### [HOW TO COMPLETE THIS TASK]
Retype, word for word, the lines from the first line of the entries through the line that holds "positive clicks: (125, 35) (88, 25)"; leave out the pictures.

[Stored dataset items]
+++

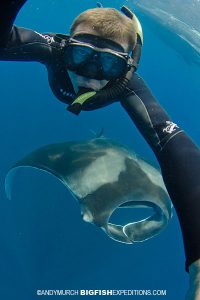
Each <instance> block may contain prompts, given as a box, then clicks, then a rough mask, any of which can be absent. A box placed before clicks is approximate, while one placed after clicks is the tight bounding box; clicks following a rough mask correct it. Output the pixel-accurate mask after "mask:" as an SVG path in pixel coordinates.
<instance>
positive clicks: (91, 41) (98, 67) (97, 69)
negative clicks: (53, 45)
mask: <svg viewBox="0 0 200 300" xmlns="http://www.w3.org/2000/svg"><path fill="white" fill-rule="evenodd" d="M64 60H65V63H66V67H67V69H68V70H70V71H73V72H75V73H76V74H78V75H81V76H84V77H88V78H91V79H96V80H103V79H105V80H112V79H116V78H119V77H121V76H123V75H124V74H125V73H126V72H127V70H128V68H129V60H130V56H129V54H128V53H125V52H124V49H123V48H122V46H121V45H119V44H118V43H116V42H114V41H112V40H108V39H104V38H101V37H99V36H96V35H93V34H77V35H75V36H74V37H71V38H69V40H68V42H67V45H66V48H65V52H64Z"/></svg>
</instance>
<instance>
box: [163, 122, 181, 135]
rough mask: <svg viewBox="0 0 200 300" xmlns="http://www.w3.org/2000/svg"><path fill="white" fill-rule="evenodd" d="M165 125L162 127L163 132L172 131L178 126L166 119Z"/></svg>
mask: <svg viewBox="0 0 200 300" xmlns="http://www.w3.org/2000/svg"><path fill="white" fill-rule="evenodd" d="M166 124H167V127H166V128H164V129H163V132H167V133H172V132H174V131H175V130H176V128H179V127H178V125H177V124H175V123H173V122H171V121H166Z"/></svg>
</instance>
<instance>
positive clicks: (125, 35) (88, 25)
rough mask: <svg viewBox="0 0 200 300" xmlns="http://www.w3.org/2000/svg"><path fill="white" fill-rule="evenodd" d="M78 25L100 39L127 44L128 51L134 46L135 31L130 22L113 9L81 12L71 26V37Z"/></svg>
mask: <svg viewBox="0 0 200 300" xmlns="http://www.w3.org/2000/svg"><path fill="white" fill-rule="evenodd" d="M80 24H83V25H86V26H90V27H91V28H92V29H94V30H95V31H96V32H97V33H98V35H99V36H101V37H104V38H107V39H112V40H115V41H118V42H120V43H127V44H128V46H129V50H131V49H133V48H134V46H135V44H136V32H137V31H136V28H135V26H134V24H133V22H132V20H131V19H129V18H128V17H126V16H125V15H124V14H122V13H121V12H119V11H118V10H116V9H114V8H93V9H88V10H86V11H84V12H82V13H81V14H80V15H79V16H78V17H76V19H75V20H74V22H73V23H72V25H71V28H70V34H71V35H72V34H73V33H74V31H75V29H76V28H77V27H78V25H80Z"/></svg>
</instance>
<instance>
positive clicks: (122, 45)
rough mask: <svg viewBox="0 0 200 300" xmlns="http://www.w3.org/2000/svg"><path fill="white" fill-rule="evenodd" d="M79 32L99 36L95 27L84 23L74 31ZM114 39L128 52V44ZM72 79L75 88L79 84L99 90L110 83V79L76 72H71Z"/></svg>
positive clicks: (84, 86)
mask: <svg viewBox="0 0 200 300" xmlns="http://www.w3.org/2000/svg"><path fill="white" fill-rule="evenodd" d="M78 34H93V35H96V36H99V34H98V32H97V31H95V29H94V28H93V27H90V26H88V25H84V24H79V25H78V26H77V27H76V29H75V31H74V32H73V36H75V35H78ZM113 41H114V42H116V43H118V44H120V45H121V46H122V48H123V49H124V51H125V52H128V44H126V43H120V42H119V41H118V40H114V39H113ZM70 73H72V72H70ZM71 79H72V82H73V84H74V86H75V89H76V87H77V86H78V87H85V88H91V89H93V90H95V91H98V90H101V89H102V88H103V87H104V86H105V85H106V84H107V83H108V80H104V79H103V80H96V79H90V78H88V77H84V76H80V75H77V74H75V73H73V74H71Z"/></svg>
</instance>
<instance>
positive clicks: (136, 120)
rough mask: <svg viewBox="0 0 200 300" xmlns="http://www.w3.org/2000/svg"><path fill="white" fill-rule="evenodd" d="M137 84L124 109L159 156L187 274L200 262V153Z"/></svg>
mask: <svg viewBox="0 0 200 300" xmlns="http://www.w3.org/2000/svg"><path fill="white" fill-rule="evenodd" d="M137 80H138V83H137V84H136V88H135V86H134V82H133V87H132V89H133V91H134V90H135V91H136V92H133V93H132V94H131V93H129V95H128V96H127V97H126V98H125V99H123V100H122V106H123V107H124V108H125V110H126V111H127V112H128V114H129V116H130V117H131V119H132V120H133V122H134V124H135V125H136V126H137V127H138V129H139V130H140V132H141V133H142V135H143V137H144V138H145V139H146V141H147V142H148V143H149V145H150V146H151V148H152V150H153V151H154V153H155V154H156V157H157V159H158V162H159V164H160V167H161V171H162V175H163V179H164V182H165V185H166V187H167V190H168V192H169V195H170V197H171V200H172V202H173V204H174V207H175V209H176V212H177V215H178V218H179V222H180V225H181V229H182V234H183V240H184V246H185V253H186V268H187V270H188V267H189V266H190V265H191V264H192V263H193V262H195V261H196V260H198V259H199V258H200V241H199V240H200V218H199V215H200V182H199V181H200V151H199V149H198V148H197V147H196V145H195V144H194V143H193V142H192V140H191V139H190V138H189V137H188V136H187V135H186V134H185V133H184V132H183V130H181V129H180V128H179V127H178V126H177V125H176V124H175V123H173V122H172V121H171V120H170V118H169V117H168V115H167V113H166V112H165V111H164V110H163V109H162V107H161V106H160V104H159V103H158V102H157V101H156V100H155V98H154V97H153V96H152V94H151V92H150V91H149V90H148V88H147V87H146V86H145V84H144V82H142V80H140V79H137V78H136V80H135V82H137ZM140 81H141V82H140ZM138 86H139V88H138Z"/></svg>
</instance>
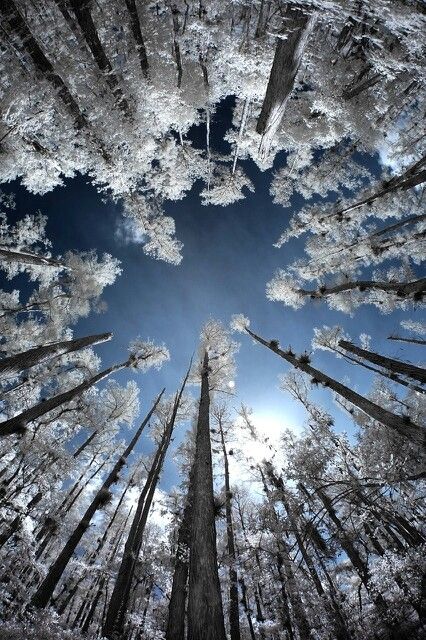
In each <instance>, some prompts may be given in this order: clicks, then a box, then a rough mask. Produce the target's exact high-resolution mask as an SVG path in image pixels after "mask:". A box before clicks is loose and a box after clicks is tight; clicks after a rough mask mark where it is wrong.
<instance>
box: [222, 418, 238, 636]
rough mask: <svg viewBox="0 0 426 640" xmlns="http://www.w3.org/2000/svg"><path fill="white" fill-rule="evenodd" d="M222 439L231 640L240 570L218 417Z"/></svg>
mask: <svg viewBox="0 0 426 640" xmlns="http://www.w3.org/2000/svg"><path fill="white" fill-rule="evenodd" d="M218 426H219V433H220V440H221V444H222V453H223V463H224V471H225V515H226V545H227V551H228V557H229V630H230V635H231V640H240V639H241V632H240V615H239V598H238V572H237V567H236V562H237V557H236V552H235V539H234V525H233V522H232V506H231V496H232V494H231V485H230V481H229V462H228V453H227V451H226V445H225V436H224V433H223V425H222V420H221V419H220V418H219V419H218Z"/></svg>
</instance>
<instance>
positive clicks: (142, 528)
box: [102, 370, 189, 640]
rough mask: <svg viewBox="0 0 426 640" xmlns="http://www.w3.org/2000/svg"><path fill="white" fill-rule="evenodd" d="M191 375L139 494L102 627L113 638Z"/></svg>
mask: <svg viewBox="0 0 426 640" xmlns="http://www.w3.org/2000/svg"><path fill="white" fill-rule="evenodd" d="M188 375H189V370H188V372H187V374H186V376H185V379H184V381H183V384H182V386H181V389H180V391H179V393H177V394H176V398H175V402H174V405H173V410H172V414H171V417H170V419H169V420H168V422H167V424H166V427H165V430H164V433H163V437H162V440H161V442H160V444H159V446H158V448H157V451H156V453H155V456H154V459H153V462H152V465H151V469H150V471H149V473H148V477H147V479H146V482H145V485H144V488H143V490H142V492H141V494H140V496H139V501H138V505H137V508H136V512H135V515H134V517H133V522H132V525H131V527H130V531H129V535H128V537H127V540H126V544H125V547H124V551H123V557H122V560H121V564H120V567H119V570H118V574H117V577H116V580H115V584H114V589H113V592H112V594H111V599H110V601H109V604H108V609H107V613H106V616H105V618H104V623H103V628H102V634H103V635H104V636H105V637H106V638H110V639H111V640H112V639H113V638H116V637H121V636H122V633H123V629H124V620H125V615H126V612H127V604H128V598H129V594H130V590H131V585H132V580H133V576H134V572H135V566H136V560H137V558H138V555H139V551H140V548H141V545H142V538H143V534H144V530H145V524H146V520H147V518H148V514H149V510H150V507H151V502H152V499H153V497H154V492H155V488H156V486H157V482H158V478H159V476H160V473H161V469H162V466H163V462H164V458H165V456H166V452H167V448H168V446H169V443H170V438H171V436H172V432H173V428H174V424H175V420H176V415H177V411H178V409H179V405H180V401H181V398H182V394H183V390H184V388H185V385H186V381H187V379H188Z"/></svg>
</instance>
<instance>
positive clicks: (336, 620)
mask: <svg viewBox="0 0 426 640" xmlns="http://www.w3.org/2000/svg"><path fill="white" fill-rule="evenodd" d="M267 472H268V477H269V478H270V480H271V481H272V483H273V485H274V486H275V487H276V488H277V489H279V491H280V500H281V502H282V503H283V505H284V508H285V510H286V512H287V517H288V519H289V522H290V526H291V529H292V532H293V534H294V537H295V538H296V543H297V547H298V548H299V551H300V553H301V555H302V558H303V560H304V562H305V565H306V567H307V569H308V572H309V575H310V577H311V580H312V582H313V584H314V586H315V590H316V592H317V594H318V595H319V597H320V598H321V599H322V601H323V603H324V608H325V610H326V611H327V612H328V614H329V616H330V618H331V621H332V624H333V626H334V632H335V638H336V640H347V638H348V637H350V634H349V632H348V629H347V628H346V625H345V624H344V621H343V616H342V613H341V610H340V607H336V606H335V605H336V602H335V601H334V600H331V602H330V601H329V600H328V598H327V594H326V592H325V591H324V588H323V586H322V583H321V579H320V577H319V575H318V572H317V569H316V567H315V563H314V561H313V559H312V557H311V556H310V555H309V552H308V549H307V547H306V545H305V541H304V538H303V536H302V534H301V532H300V527H299V524H298V522H297V520H296V517H295V515H294V513H293V509H292V508H291V507H290V502H289V500H288V498H287V494H286V490H285V487H284V482H283V480H282V478H281V477H278V476H276V475H275V473H274V471H273V469H272V468H271V467H270V466H269V465H268V468H267Z"/></svg>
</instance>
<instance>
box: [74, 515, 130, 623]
mask: <svg viewBox="0 0 426 640" xmlns="http://www.w3.org/2000/svg"><path fill="white" fill-rule="evenodd" d="M132 510H133V505H132V506H131V507H130V510H129V513H128V514H127V516H126V519H125V521H124V522H123V525H122V526H121V527H120V530H119V532H118V533H117V535H116V537H115V540H114V541H113V547H112V549H111V552H110V554H109V556H108V558H107V564H108V563H109V562H112V561H113V559H114V557H115V555H116V553H117V551H118V549H119V547H120V543H121V540H122V538H123V535H124V532H125V530H126V527H127V522H128V520H129V518H130V515H131V513H132ZM106 580H107V577H106V575H103V576H101V578H100V579H99V581H98V590H97V593H96V594H95V597H94V598H93V600H92V602H91V604H90V603H89V604H90V608H89V611H88V613H87V616H86V618H85V620H84V622H83V624H82V625H80V626H81V630H82V633H83V634H84V633H87V631H88V629H89V626H90V624H91V622H92V620H93V618H94V615H95V611H96V608H97V605H98V603H99V600H100V598H101V595H102V593H103V589H104V585H105V582H106ZM78 621H79V618H78V617H76V619H75V621H74V625H73V626H74V627H75V626H76V625H77V623H78Z"/></svg>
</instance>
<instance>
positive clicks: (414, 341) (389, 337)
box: [388, 336, 426, 345]
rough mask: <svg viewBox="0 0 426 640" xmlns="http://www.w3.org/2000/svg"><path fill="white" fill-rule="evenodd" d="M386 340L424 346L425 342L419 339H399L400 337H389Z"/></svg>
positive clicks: (424, 344)
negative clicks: (387, 338) (404, 342)
mask: <svg viewBox="0 0 426 640" xmlns="http://www.w3.org/2000/svg"><path fill="white" fill-rule="evenodd" d="M388 340H398V341H399V342H410V343H412V344H421V345H425V344H426V340H421V339H420V338H401V337H400V336H389V337H388Z"/></svg>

+++

### [RESPONSE TO THE EXERCISE]
Each <instance> block may contain prompts, given as a box, then clicks, then a rough mask, any of which can be absent. A box placed before clicks is approximate, while one placed after clicks is the tight bounding box; clicks following a rough mask correct it. Output the pixel-accurate mask after "mask:" as an SVG path in pixel coordinates.
<instance>
positive clicks: (91, 41) (98, 67) (97, 69)
negative clicks: (53, 45)
mask: <svg viewBox="0 0 200 300" xmlns="http://www.w3.org/2000/svg"><path fill="white" fill-rule="evenodd" d="M64 60H65V63H66V67H67V69H68V70H70V71H73V72H75V73H76V74H78V75H81V76H84V77H88V78H91V79H96V80H103V79H105V80H112V79H116V78H119V77H121V76H123V75H124V74H125V73H126V72H127V70H128V68H129V60H130V56H129V54H128V53H125V52H124V49H123V48H122V46H121V45H119V44H118V43H116V42H114V41H112V40H108V39H104V38H101V37H99V36H96V35H93V34H77V35H75V36H74V37H71V38H69V40H68V42H67V45H66V48H65V52H64Z"/></svg>
</instance>
<instance>
box: [163, 122, 181, 135]
rough mask: <svg viewBox="0 0 200 300" xmlns="http://www.w3.org/2000/svg"><path fill="white" fill-rule="evenodd" d="M165 125L162 127L163 132L172 131L178 126L166 119Z"/></svg>
mask: <svg viewBox="0 0 200 300" xmlns="http://www.w3.org/2000/svg"><path fill="white" fill-rule="evenodd" d="M166 124H167V127H166V128H164V129H163V132H167V133H172V132H174V131H175V130H176V128H179V127H178V125H177V124H175V123H173V122H171V121H166Z"/></svg>
</instance>
<instance>
positive clicks: (125, 35) (88, 25)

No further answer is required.